Text section
Esbjerg Water Tower is an iconic water tower in Esbjerg in southwest Jutland, Denmark. Completed in 1897, it was designed by Christian Hjerrild Clausen who had been inspired by Nuremberg's Nassauer Haus. It stands on a Bronze Age burial mound at the top of a cliff overlooking the harbour. As a result, it has become the landmark of Esbjerg.

==History==
Despite Esberg's rapid growth, by the mid-1890s the city's 9,000 inhabitants were still without running water. Instead, they made use of wells and supply points throughout the city. After several unsuccessful borings, a satisfactory source of water was found in the city park, Vognsbølparken. In 1895, it was decided that both gas pipes and water pipes should be installed at the same time in connection with the establishment of a gas works and a water works. The tank in the water tower had a capacity of 131 m3 but consumption grew so fast that in 1904 a supplementary container with a capacity of 525 m3 needed to be installed on Nygårdsvej. It became obvious that from the very start, the container in the water tower had been too small. From 1902, water was pumped directly to the consumers, the containers only being used to store excesses.

Data provided
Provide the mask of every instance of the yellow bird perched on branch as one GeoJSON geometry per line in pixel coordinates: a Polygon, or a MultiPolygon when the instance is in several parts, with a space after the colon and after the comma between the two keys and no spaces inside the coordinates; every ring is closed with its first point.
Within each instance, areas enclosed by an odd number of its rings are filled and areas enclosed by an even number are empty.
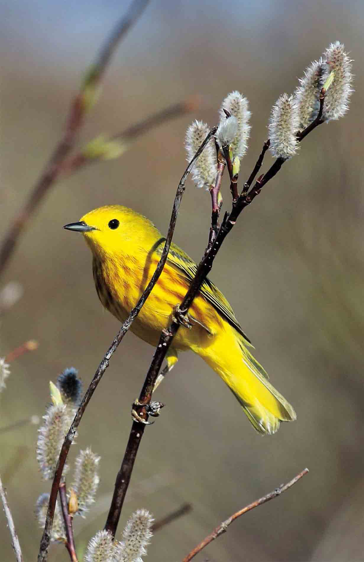
{"type": "MultiPolygon", "coordinates": [[[[121,205],[101,207],[63,228],[83,234],[93,256],[99,298],[123,322],[154,273],[165,238],[145,217],[121,205]]],[[[131,331],[156,346],[197,269],[193,260],[172,244],[162,274],[131,331]]],[[[292,406],[251,353],[253,346],[231,307],[208,278],[190,307],[188,320],[190,327],[181,326],[169,350],[168,370],[178,360],[179,351],[191,350],[220,375],[260,433],[274,433],[280,421],[295,419],[292,406]]]]}

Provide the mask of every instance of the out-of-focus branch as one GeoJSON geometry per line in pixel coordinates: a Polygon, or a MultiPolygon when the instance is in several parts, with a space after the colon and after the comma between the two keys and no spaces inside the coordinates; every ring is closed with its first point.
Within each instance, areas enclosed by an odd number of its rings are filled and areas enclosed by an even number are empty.
{"type": "Polygon", "coordinates": [[[35,339],[28,339],[19,347],[16,347],[12,351],[10,351],[5,357],[5,361],[7,363],[11,363],[12,361],[17,359],[19,357],[21,357],[28,351],[35,351],[35,350],[38,349],[38,342],[35,339]]]}
{"type": "Polygon", "coordinates": [[[212,542],[212,541],[215,541],[215,538],[217,538],[217,537],[220,537],[220,536],[223,533],[226,533],[228,531],[228,527],[229,525],[230,525],[233,521],[235,521],[235,519],[238,519],[238,517],[240,517],[240,515],[243,515],[244,513],[247,513],[248,511],[251,511],[252,509],[254,509],[254,507],[257,507],[260,505],[262,505],[263,504],[266,504],[267,501],[270,501],[271,500],[274,500],[275,497],[280,496],[280,495],[284,492],[286,492],[288,490],[289,490],[290,488],[292,488],[294,484],[298,482],[298,481],[300,480],[302,477],[304,476],[305,474],[307,474],[308,472],[308,469],[305,468],[304,470],[302,470],[302,472],[300,472],[297,476],[295,476],[292,480],[290,480],[286,484],[281,484],[281,486],[276,488],[275,490],[273,490],[272,492],[270,492],[269,493],[266,494],[266,496],[263,496],[263,497],[260,498],[259,500],[256,500],[256,501],[253,501],[252,504],[249,504],[249,505],[247,505],[245,507],[243,507],[242,509],[240,509],[238,511],[233,514],[229,518],[229,519],[224,521],[220,525],[217,527],[216,529],[214,529],[212,532],[210,533],[210,534],[204,538],[203,541],[201,541],[201,542],[197,545],[197,546],[195,546],[185,558],[183,559],[183,562],[189,562],[189,561],[192,560],[193,558],[194,558],[197,554],[201,552],[201,551],[204,549],[205,546],[209,545],[210,542],[212,542]]]}
{"type": "MultiPolygon", "coordinates": [[[[62,477],[62,473],[63,471],[63,467],[65,466],[65,463],[67,459],[67,456],[68,455],[69,451],[70,450],[70,447],[74,439],[75,435],[76,434],[76,431],[77,428],[78,427],[81,419],[83,415],[84,412],[86,409],[86,407],[88,404],[89,402],[91,400],[92,395],[94,392],[97,385],[101,380],[102,375],[107,369],[109,365],[109,360],[116,351],[119,344],[121,342],[124,336],[129,330],[129,328],[131,325],[132,323],[135,319],[138,316],[142,307],[144,305],[144,302],[147,300],[147,298],[152,292],[153,287],[155,285],[156,283],[158,280],[164,267],[165,264],[167,260],[167,257],[168,256],[168,252],[169,251],[171,243],[172,242],[172,238],[173,237],[173,234],[174,233],[174,229],[176,225],[176,222],[177,220],[177,216],[178,214],[178,211],[183,196],[183,193],[185,191],[185,182],[186,178],[188,174],[189,174],[191,169],[194,164],[195,161],[199,156],[200,154],[203,150],[205,146],[210,140],[212,135],[214,134],[216,132],[216,128],[212,129],[208,135],[204,140],[203,143],[200,147],[200,148],[197,151],[194,157],[189,163],[186,170],[182,176],[181,181],[179,183],[178,188],[177,189],[177,192],[176,193],[176,196],[175,197],[174,202],[173,203],[173,209],[172,210],[172,214],[171,216],[171,220],[170,221],[169,226],[168,229],[168,233],[167,234],[167,237],[166,238],[166,242],[165,243],[165,246],[163,249],[163,252],[162,253],[162,256],[161,259],[160,260],[158,265],[156,269],[153,276],[149,281],[149,283],[145,291],[143,293],[142,296],[140,297],[139,300],[136,306],[130,312],[129,316],[124,323],[121,326],[119,333],[114,339],[112,343],[109,347],[108,350],[105,353],[103,359],[102,359],[101,362],[99,365],[95,374],[94,375],[93,378],[91,381],[87,391],[84,396],[81,404],[79,407],[79,409],[76,413],[74,419],[72,423],[71,427],[65,438],[65,441],[62,446],[61,451],[60,452],[60,456],[58,458],[58,463],[57,464],[57,467],[56,469],[56,472],[54,474],[54,477],[52,484],[52,488],[51,490],[51,493],[49,495],[49,502],[48,504],[48,509],[47,513],[47,517],[46,519],[46,524],[44,525],[44,529],[43,531],[43,536],[40,541],[40,545],[39,547],[39,552],[38,554],[38,562],[46,562],[48,557],[48,551],[49,546],[49,542],[51,541],[51,533],[52,532],[52,526],[53,524],[53,519],[54,515],[54,509],[56,507],[56,501],[57,500],[57,495],[58,493],[58,488],[60,487],[60,483],[61,482],[61,478],[62,477]]],[[[153,383],[153,386],[154,386],[154,383],[153,383]]],[[[153,387],[152,387],[152,389],[153,387]]],[[[150,397],[149,397],[150,401],[150,397]]],[[[146,417],[147,416],[146,415],[146,417]]],[[[133,424],[133,428],[135,422],[133,424]]],[[[137,424],[138,426],[142,426],[144,429],[144,426],[142,424],[137,424]]],[[[136,440],[139,441],[140,436],[138,434],[136,437],[136,440]]],[[[130,438],[129,438],[130,440],[130,438]]],[[[139,442],[136,446],[136,450],[138,449],[138,446],[139,446],[139,442]]],[[[136,454],[136,453],[135,453],[136,454]]],[[[133,461],[134,463],[134,461],[133,461]]],[[[126,490],[125,490],[126,492],[126,490]]],[[[118,518],[119,520],[119,518],[118,518]]]]}
{"type": "Polygon", "coordinates": [[[8,501],[6,498],[5,490],[3,488],[1,477],[0,497],[1,497],[1,501],[3,505],[4,513],[5,513],[5,516],[6,517],[8,522],[8,526],[9,527],[9,531],[11,536],[11,543],[12,545],[13,549],[14,549],[14,552],[15,552],[17,562],[22,562],[23,557],[22,554],[21,554],[20,543],[19,543],[19,540],[18,538],[17,534],[16,534],[16,531],[15,531],[15,525],[14,525],[14,522],[13,521],[11,511],[10,511],[10,507],[9,507],[9,504],[8,504],[8,501]]]}
{"type": "Polygon", "coordinates": [[[182,517],[183,515],[186,515],[188,513],[192,510],[192,506],[190,504],[184,504],[178,509],[175,509],[174,511],[171,511],[167,515],[163,517],[162,519],[158,519],[156,521],[155,523],[153,524],[152,527],[152,532],[154,534],[158,531],[160,531],[163,527],[165,527],[166,525],[169,525],[171,523],[172,521],[175,521],[176,519],[179,519],[180,517],[182,517]]]}
{"type": "Polygon", "coordinates": [[[134,0],[126,13],[117,22],[102,47],[95,62],[92,66],[87,83],[83,84],[79,92],[71,102],[63,136],[34,186],[25,205],[13,219],[12,223],[5,235],[0,248],[0,274],[4,270],[26,224],[57,179],[62,170],[63,162],[74,146],[77,134],[83,123],[88,110],[88,105],[85,99],[86,88],[92,87],[95,90],[118,43],[138,19],[148,2],[148,0],[134,0]]]}
{"type": "MultiPolygon", "coordinates": [[[[145,134],[166,121],[181,117],[187,113],[195,111],[198,108],[200,103],[201,98],[198,96],[192,96],[182,102],[174,103],[169,107],[166,107],[161,111],[147,117],[146,119],[132,125],[124,131],[111,137],[110,140],[106,142],[118,141],[119,147],[118,156],[121,156],[125,151],[130,148],[131,143],[142,135],[145,134]]],[[[101,155],[90,157],[89,155],[87,154],[84,151],[81,151],[65,160],[62,165],[61,174],[72,174],[84,166],[100,162],[102,160],[103,157],[101,155]]]]}

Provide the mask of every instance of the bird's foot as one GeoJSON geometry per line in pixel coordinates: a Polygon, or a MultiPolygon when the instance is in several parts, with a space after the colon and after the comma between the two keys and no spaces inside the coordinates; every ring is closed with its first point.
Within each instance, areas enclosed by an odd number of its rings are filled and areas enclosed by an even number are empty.
{"type": "Polygon", "coordinates": [[[147,422],[147,420],[144,419],[143,418],[138,414],[138,411],[135,409],[136,407],[144,407],[145,409],[146,413],[149,415],[152,416],[152,418],[157,418],[160,413],[161,408],[163,407],[165,405],[162,402],[150,402],[148,404],[143,404],[142,402],[136,398],[133,405],[133,407],[131,409],[131,417],[134,422],[138,422],[139,423],[143,423],[144,425],[151,425],[154,423],[154,422],[147,422]]]}
{"type": "Polygon", "coordinates": [[[176,305],[175,306],[173,307],[172,320],[174,322],[178,322],[182,326],[184,326],[185,328],[188,328],[189,330],[190,330],[192,328],[192,324],[190,322],[188,315],[186,312],[185,313],[182,312],[179,307],[179,305],[176,305]]]}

What you will do
Pick up the Esbjerg Water Tower text right after its last sentence and continue it. The listing has nothing to do with any of this.

Output of the exercise
==Architecture==
Esbjerg's most accomplished architect, C.H. Clausen, usually designed his works on the basis of their function but here he was inspired by the medieval Nassauer Haus in Nuremberg which had been built in 1422 in the Gothic style. The red-brick water tower has many small windows and four decorative turrets at the top where there is a viewing platform.

==Opening hours==
Located at No. 22 Havnegade, the water tour, which belongs to Esbjerg Museum, is open to the public every day from June to mid-September from 10 am to 4 pm. It is also open at weekends in April and May and from mid-September until the end of October. In addition to providing excellent views over the city and its harbour, the water tower also houses a permanent exhibition of Europe's water towers.